EXCERPTED TEXT –
* * * * * * * * *
For those of us who are not abandoning the practice of Bris Milah, there is a very simple way to avoid these kinds of stories - completely sterile technique. No exceptions.


Thursday, March 2, 2017

Doing Research Properly

I got an email today from someone with whom I had been in contact for a little while about possibly doing her soon-to-be-born son's bris.

She apologized profusely, saying "my husband wants to try a doctor this time." This was followed by "Hope no hard feelings."

First of all - there are NEVER hard feelings when people are doing research and being open. You must do what you feel is best for your son and your family. And I support that.

However, you must also do RESEARCH and know what you are getting into, no matter who you hire for your son's bris.

This isn't a question of Dr. v. Mohel. A mohel, after all, is a specialist in this field. So being a Doctor doesn't make anyone better at circumcisions than a mohel.

What DOES matter, is how the circumcision is performed.

What METHOD is used

Whether the precaution of a marker is utilized

How much foreskin (see #5 there) and membrane is removed

And, of course, the follow up.

There are MANY fine mohels. There are MANY fine doctor-mohels. The questions every person must ask before hiring either one is, "Have I done my research? Do I know what I want for my son? Have I found the right mohel-specialist for the experience I want my son to have, and the experience I want to have?"

When the answer to all of these questions is YES, then proceed accordingly. Until that time, there is work to be done as a parent. Best of luck!!

Friday, February 10, 2017

Parental Vigilance

Dear Parents,
I can not emphasize this enough. (I've written about this before)

After the bris is over, and I am finished with MY job, YOUR job kicks in.

So let me explain to you what MY job is, so you understand what your job is and why your job is very important.

My job:
1. To get as even and aesthetically pleasing circumcision as possible. To achieve this I use a surgical marker to guide the incision
2. To make sure I take off the correct amount of foreskin, which actually has a small range of flexibility, and not to take off too much.
3. To make sure that beyond removal of foreskin there isn't an excessive amount of membrane left behind, which could give the baby the appearance of being uncircumcised.
4. To control the bleeding and make sure the baby is well on the road to healing and recovery post circumcision
5. To give you information about how things will look over the next few days and weeks
6. To give you instructions for after-care and what your job is over the next few days and weeks

Which leads us, most obviously to YOUR job
1. To follow the instructions for after-care (see 6 above)
2. To be in touch with ANY and ALL questions
3. To keep the diaper area as clean as you can during the healing process
4. Over the next few days, weeks, sometimes months, to avoid the Fusion Concern
5. To be aware of the Chubby Baby Syndrome

It boils down to this.
* * * * * * * * *
SUPPLIED MATERIAL –
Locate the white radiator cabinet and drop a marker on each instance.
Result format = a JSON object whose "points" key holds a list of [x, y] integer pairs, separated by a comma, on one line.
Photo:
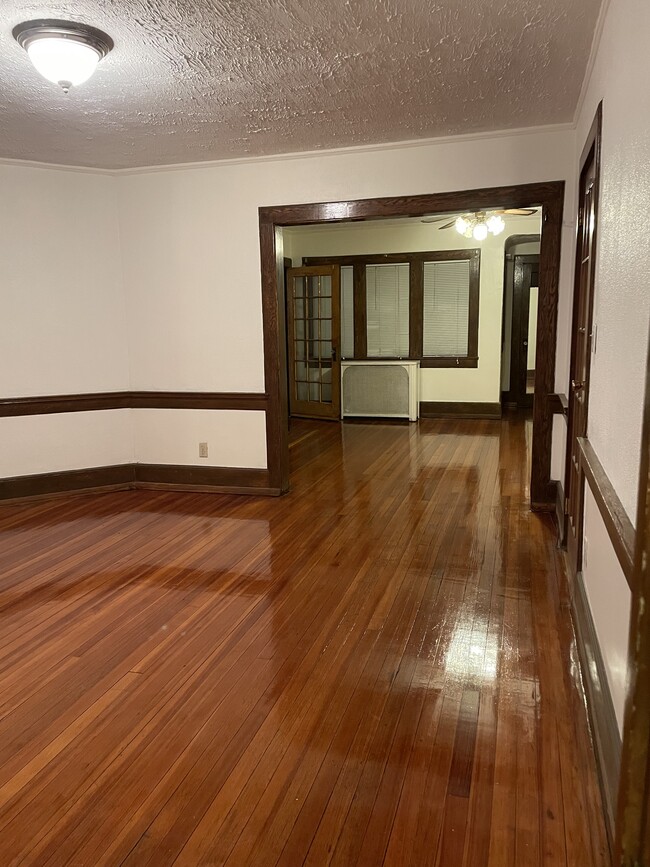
* * * * * * * * *
WHAT IS EXPECTED – According to the bris posts, what does the mohel use to guide the incision?

SOLUTION FOR THIS PROBLEM – A surgical marker.